DIRECTIONS FOR THIS TASK:
Only these lines of the data below are wanted: the one with "Target: man wearing glasses", the one with "Target: red and yellow umbrella", and any lines between them, each repeated exactly.

EXERCISE DATA:

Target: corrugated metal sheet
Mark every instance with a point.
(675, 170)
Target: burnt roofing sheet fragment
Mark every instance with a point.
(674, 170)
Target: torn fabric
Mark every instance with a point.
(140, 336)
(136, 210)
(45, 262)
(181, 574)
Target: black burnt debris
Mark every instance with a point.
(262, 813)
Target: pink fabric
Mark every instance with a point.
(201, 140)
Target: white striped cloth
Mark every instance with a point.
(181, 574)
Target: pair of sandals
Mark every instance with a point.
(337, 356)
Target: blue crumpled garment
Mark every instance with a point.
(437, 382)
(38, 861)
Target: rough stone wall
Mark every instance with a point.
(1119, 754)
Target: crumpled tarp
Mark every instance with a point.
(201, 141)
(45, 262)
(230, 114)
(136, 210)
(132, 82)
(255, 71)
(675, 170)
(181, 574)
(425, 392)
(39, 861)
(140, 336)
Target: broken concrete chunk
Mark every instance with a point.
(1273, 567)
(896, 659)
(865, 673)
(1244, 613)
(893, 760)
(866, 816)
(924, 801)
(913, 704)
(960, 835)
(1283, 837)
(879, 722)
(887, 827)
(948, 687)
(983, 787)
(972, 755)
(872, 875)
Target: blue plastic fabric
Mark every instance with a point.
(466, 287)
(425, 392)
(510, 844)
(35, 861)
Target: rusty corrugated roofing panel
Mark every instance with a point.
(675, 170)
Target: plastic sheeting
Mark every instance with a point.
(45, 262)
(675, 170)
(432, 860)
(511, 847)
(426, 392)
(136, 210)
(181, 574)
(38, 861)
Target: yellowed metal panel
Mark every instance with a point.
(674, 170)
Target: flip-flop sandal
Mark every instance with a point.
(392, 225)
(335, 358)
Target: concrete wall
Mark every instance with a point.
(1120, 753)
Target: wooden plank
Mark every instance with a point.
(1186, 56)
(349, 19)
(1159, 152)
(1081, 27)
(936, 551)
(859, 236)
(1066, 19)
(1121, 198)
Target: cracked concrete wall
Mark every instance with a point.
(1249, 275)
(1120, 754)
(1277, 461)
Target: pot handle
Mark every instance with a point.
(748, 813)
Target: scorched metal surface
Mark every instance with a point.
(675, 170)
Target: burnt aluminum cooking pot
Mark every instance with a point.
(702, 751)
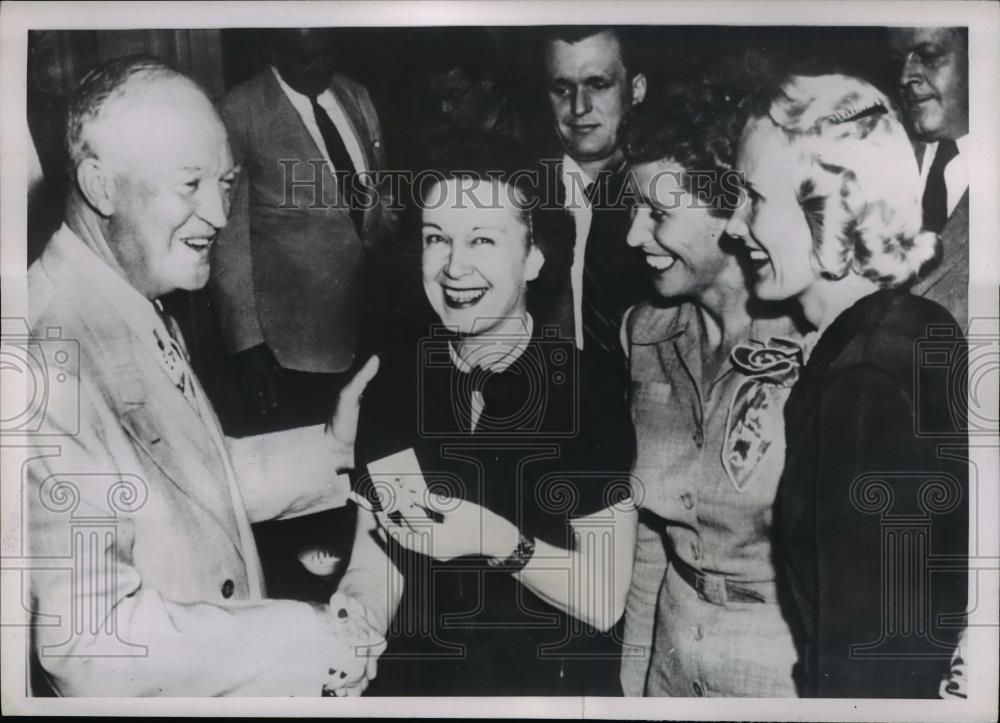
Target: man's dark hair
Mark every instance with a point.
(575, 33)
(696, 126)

* * *

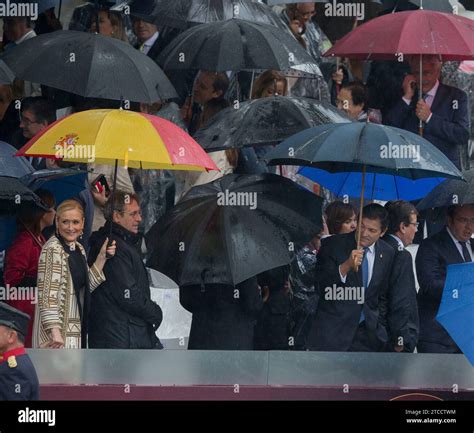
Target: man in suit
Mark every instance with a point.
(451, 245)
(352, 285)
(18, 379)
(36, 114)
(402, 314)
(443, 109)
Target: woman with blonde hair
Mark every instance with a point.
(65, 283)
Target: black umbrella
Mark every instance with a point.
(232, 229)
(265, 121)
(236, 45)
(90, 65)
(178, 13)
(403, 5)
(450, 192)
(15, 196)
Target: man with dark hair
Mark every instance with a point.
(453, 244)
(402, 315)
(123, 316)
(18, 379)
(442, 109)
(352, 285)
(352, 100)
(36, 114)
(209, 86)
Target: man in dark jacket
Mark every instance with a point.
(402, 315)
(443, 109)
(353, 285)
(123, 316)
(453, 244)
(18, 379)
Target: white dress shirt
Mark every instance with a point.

==

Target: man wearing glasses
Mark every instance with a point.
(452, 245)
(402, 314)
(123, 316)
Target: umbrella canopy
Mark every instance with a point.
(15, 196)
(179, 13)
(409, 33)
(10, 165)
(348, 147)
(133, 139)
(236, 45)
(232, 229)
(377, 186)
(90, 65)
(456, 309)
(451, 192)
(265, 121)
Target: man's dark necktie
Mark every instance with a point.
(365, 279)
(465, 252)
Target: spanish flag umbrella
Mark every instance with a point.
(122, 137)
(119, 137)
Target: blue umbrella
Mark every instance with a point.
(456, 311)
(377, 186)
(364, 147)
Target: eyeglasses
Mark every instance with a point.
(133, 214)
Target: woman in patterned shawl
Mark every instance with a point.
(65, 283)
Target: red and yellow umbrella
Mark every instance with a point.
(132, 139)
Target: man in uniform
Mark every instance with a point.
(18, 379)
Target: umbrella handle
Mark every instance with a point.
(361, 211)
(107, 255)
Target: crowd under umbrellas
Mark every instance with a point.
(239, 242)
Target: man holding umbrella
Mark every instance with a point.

EXERCISE RESULT:
Target: man wearing glasses
Mark every instance with a point.
(452, 245)
(402, 314)
(123, 316)
Target: umbrella canopy
Mark every instance with a point.
(15, 196)
(179, 13)
(409, 33)
(10, 165)
(348, 147)
(133, 139)
(236, 45)
(232, 229)
(377, 186)
(90, 65)
(456, 309)
(451, 192)
(265, 121)
Target: man's dark necktie
Mark every instance with a point.
(365, 279)
(465, 252)
Target: spanish flag umbrella
Mark every instance with a point.
(122, 137)
(119, 137)
Target: blue umbrella
Mark every instance with a point.
(456, 311)
(377, 186)
(364, 147)
Target: eyeglasses
Mark every instance with a point.
(133, 214)
Target: woman in patterned shawl
Mark every instance with a point.
(65, 283)
Target: red and yellow umbrella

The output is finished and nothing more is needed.